== Listed entries ==
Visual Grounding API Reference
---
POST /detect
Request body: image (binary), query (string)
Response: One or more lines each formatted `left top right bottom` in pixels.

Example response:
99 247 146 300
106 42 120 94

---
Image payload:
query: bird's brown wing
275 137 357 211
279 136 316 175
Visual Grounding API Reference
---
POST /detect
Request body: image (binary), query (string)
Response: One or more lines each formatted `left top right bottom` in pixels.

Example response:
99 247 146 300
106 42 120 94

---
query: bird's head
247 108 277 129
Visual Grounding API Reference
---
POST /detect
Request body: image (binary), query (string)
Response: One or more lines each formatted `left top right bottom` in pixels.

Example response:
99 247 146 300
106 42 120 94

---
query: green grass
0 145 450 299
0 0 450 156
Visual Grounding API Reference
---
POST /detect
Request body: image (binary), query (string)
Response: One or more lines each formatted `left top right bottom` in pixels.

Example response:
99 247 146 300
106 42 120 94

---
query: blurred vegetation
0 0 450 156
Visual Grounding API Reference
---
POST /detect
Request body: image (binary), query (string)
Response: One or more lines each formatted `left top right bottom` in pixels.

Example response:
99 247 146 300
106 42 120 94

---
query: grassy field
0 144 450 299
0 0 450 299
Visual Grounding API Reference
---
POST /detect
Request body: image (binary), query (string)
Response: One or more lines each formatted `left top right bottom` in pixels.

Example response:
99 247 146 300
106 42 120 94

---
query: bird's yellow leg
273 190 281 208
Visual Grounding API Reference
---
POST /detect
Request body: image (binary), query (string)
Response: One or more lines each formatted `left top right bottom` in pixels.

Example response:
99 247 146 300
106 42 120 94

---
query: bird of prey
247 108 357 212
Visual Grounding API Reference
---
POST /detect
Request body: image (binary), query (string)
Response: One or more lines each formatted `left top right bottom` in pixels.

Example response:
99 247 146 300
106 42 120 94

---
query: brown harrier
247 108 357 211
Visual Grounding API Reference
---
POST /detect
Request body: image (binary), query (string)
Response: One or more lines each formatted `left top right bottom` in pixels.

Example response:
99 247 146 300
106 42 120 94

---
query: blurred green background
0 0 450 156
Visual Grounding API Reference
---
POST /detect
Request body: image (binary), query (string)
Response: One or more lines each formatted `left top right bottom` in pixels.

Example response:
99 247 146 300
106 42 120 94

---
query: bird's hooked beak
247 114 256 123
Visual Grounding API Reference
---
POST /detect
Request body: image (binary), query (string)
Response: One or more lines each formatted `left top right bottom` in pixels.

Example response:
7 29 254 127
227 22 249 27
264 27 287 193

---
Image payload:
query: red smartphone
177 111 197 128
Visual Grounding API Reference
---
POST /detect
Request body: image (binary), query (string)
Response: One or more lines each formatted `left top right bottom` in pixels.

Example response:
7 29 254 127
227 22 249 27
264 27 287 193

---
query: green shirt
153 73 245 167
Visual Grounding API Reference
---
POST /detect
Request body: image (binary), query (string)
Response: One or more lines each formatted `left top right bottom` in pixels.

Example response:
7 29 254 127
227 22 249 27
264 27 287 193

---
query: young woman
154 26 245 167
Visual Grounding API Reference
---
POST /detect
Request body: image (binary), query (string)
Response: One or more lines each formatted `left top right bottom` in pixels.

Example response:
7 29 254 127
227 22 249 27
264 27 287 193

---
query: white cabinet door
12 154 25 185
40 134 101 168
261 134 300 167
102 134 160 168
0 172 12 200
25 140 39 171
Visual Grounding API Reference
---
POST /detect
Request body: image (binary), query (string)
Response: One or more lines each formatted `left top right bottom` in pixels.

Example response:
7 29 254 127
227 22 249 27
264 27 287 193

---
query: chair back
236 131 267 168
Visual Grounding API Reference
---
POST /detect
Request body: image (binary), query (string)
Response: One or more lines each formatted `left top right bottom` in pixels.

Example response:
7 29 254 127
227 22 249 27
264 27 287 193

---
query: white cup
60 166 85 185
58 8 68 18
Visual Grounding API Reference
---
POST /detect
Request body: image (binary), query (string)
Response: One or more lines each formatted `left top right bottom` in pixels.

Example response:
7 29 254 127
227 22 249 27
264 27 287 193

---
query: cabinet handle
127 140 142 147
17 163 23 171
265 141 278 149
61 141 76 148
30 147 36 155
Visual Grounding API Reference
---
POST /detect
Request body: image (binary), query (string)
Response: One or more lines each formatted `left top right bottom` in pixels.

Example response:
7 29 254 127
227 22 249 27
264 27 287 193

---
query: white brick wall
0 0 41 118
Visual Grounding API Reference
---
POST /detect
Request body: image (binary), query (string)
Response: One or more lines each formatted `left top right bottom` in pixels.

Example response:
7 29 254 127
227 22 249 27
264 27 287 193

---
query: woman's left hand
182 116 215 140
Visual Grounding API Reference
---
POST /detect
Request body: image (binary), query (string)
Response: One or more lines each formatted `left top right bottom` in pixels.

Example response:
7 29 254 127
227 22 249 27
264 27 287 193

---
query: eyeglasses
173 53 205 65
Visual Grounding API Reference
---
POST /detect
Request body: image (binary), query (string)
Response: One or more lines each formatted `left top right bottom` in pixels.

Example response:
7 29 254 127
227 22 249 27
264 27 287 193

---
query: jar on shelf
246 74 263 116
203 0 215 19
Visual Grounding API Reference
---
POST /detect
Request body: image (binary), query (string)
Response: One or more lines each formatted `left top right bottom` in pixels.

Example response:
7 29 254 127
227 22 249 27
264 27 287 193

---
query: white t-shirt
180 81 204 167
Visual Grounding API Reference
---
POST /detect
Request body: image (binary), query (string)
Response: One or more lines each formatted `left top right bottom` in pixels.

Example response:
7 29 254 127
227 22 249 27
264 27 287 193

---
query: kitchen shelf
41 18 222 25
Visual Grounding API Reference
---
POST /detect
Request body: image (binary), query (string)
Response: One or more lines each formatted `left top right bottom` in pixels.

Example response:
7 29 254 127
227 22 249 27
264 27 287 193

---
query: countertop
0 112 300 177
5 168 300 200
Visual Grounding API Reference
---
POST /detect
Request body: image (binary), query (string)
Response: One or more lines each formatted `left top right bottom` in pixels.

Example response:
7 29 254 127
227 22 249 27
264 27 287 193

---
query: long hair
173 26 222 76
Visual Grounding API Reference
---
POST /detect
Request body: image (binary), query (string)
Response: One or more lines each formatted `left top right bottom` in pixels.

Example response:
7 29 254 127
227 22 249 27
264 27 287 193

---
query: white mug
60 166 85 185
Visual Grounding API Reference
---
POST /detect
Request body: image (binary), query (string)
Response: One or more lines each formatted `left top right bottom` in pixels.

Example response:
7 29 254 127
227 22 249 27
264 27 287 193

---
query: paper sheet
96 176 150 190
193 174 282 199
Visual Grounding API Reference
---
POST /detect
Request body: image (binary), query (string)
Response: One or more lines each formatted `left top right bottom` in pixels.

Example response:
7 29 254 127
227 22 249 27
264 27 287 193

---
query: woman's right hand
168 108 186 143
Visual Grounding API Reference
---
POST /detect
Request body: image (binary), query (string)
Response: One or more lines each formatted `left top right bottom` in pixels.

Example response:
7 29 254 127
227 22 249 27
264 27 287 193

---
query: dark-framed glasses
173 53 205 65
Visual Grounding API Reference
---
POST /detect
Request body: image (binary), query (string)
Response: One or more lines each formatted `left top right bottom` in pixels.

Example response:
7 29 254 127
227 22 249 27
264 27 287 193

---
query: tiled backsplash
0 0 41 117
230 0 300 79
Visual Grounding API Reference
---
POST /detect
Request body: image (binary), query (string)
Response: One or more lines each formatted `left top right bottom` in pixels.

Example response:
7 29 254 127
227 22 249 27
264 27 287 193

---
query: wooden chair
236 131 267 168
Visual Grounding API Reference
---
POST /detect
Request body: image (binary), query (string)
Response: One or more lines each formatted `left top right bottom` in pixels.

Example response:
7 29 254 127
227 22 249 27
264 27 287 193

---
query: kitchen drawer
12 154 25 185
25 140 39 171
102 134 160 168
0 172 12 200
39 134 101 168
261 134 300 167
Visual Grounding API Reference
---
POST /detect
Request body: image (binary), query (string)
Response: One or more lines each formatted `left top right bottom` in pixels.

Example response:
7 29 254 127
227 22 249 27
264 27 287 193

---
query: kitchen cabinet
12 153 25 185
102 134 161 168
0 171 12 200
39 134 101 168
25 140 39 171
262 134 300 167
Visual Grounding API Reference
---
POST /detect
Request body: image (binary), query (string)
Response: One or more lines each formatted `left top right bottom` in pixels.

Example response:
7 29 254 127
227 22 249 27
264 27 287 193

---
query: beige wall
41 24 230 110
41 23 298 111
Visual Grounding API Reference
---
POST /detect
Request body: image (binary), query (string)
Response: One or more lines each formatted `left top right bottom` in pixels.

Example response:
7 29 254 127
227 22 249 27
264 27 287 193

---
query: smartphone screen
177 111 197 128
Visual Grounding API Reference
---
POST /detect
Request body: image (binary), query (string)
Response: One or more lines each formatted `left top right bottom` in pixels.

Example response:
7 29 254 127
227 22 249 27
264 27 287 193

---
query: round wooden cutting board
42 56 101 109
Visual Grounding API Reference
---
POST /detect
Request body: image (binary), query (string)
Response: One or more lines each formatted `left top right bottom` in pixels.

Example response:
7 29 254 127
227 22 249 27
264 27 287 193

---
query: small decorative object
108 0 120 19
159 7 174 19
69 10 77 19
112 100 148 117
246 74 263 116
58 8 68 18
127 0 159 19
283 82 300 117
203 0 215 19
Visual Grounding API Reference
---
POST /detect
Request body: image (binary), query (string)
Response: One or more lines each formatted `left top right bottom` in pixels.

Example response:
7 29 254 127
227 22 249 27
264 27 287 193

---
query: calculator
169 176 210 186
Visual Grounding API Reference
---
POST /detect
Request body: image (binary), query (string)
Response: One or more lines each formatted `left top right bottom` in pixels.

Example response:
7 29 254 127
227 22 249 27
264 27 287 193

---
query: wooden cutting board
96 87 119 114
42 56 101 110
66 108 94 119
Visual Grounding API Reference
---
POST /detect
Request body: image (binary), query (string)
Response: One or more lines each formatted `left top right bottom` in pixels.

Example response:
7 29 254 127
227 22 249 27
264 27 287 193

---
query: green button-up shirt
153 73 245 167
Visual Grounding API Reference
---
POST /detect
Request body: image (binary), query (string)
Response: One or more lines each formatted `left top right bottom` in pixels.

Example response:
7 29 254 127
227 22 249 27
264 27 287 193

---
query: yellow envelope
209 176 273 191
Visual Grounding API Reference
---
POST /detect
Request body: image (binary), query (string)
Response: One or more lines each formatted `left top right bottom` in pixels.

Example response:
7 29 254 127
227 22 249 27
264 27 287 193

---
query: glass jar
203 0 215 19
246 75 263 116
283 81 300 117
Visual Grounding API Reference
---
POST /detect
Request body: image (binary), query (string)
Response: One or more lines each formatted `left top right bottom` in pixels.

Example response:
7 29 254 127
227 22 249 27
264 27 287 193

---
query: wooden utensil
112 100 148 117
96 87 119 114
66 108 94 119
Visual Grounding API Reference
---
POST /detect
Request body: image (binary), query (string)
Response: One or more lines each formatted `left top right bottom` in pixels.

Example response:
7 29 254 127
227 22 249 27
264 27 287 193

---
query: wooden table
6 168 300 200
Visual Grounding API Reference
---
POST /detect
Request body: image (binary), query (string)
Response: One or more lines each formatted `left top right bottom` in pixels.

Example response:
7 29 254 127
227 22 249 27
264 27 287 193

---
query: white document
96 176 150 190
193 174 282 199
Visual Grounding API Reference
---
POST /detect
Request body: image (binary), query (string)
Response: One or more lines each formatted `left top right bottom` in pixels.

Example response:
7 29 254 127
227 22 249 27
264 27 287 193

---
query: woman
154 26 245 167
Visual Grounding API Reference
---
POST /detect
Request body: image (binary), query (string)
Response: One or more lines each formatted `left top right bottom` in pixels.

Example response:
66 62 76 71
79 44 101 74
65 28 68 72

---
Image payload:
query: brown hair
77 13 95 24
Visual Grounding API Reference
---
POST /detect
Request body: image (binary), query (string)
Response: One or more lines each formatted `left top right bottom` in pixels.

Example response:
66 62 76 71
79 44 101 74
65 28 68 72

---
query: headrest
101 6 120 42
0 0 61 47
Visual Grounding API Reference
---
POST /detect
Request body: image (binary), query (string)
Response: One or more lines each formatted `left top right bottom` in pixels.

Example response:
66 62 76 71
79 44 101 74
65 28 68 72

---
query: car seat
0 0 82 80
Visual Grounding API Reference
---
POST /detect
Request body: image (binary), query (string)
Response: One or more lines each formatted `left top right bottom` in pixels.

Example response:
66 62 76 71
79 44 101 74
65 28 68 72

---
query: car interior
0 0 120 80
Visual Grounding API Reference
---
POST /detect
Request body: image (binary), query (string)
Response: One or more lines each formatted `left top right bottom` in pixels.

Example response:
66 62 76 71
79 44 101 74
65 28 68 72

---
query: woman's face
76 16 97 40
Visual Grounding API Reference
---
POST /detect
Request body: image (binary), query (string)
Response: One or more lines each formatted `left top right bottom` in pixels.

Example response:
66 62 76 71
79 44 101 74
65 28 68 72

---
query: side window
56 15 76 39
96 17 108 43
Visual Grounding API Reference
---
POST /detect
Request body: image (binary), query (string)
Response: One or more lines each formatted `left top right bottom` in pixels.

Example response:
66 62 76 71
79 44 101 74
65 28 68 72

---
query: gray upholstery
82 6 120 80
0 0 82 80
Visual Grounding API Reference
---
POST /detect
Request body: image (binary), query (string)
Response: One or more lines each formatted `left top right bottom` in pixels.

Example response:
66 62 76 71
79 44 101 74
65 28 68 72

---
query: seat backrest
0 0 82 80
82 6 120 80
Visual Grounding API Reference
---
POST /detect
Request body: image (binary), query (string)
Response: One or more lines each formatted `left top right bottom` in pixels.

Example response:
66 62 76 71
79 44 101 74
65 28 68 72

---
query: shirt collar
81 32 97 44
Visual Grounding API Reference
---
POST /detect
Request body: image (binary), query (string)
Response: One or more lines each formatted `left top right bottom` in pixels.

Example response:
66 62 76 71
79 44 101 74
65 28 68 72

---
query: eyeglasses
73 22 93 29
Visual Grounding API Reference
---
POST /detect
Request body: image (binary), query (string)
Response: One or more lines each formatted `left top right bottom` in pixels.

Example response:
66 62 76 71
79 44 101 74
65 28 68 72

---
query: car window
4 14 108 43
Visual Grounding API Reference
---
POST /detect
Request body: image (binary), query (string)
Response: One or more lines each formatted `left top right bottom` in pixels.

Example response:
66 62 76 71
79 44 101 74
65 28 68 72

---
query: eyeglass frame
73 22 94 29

== Exercise instructions ==
Copy the listing above, without any changes, from its first line through the line containing "279 136 316 175".

== Finished answer ==
Visual Grounding API Reference
---
POST /detect
Request body: image (binary), query (string)
Response: One or more lines each formatted `left top right bottom` in pixels.

Example response:
99 247 146 300
106 42 120 94

---
Image payload:
query: bird's brown wing
275 137 357 211
279 136 316 175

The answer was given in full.